◆ **Alıştırma yönergesi**
Tarım ve gıda krizi konulu metinde "Türkiye Covid 19" sözleriyle başlayıp "etkiler belirleyici olmuştur." sözleriyle biten kısmı olduğu gibi kopyalayın.

----- Okuma parçası -----

COVID-19 ile görünür olan tarım ve gıda krizi

   Türkiye Covid 19 krizine, uzun süreli bir tarım krizinin sonunda yakalanmıştır. Bunun yerel/ulusal nedenleri olduğu gibi, asıl olarak, kapitalizmin neoliberal dönüşümünün çevre ülkelere dayattığı yeni işbölümünün yarattığı etkiler belirleyici olmuştur.

   Hem gıda hem de geçim kaynakları bu salgın nedeniyle risk altındadır. Hastalık hızla yayılıyor. Bu artık bölgesel bir mesele değil küresel bir tepki gerektiren bir sorundur. Salgının biteceğini biliyoruz, ancak bunun ne kadar hızlı olacağını bilmiyoruz.

----- Verilen satırlar -----

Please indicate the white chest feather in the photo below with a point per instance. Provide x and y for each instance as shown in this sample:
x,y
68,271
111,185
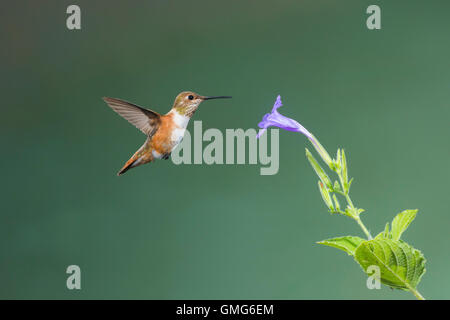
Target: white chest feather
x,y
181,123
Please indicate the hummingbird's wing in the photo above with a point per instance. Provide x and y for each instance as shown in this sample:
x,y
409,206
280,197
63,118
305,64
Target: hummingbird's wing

-----

◆ **Alıştırmanın sonucu**
Türkiye Covid 19 krizine, uzun süreli bir tarım krizinin sonunda yakalanmıştır. Bunun yerel/ulusal nedenleri olduğu gibi, asıl olarak, kapitalizmin neoliberal dönüşümünün çevre ülkelere dayattığı yeni işbölümünün yarattığı etkiler belirleyici olmuştur.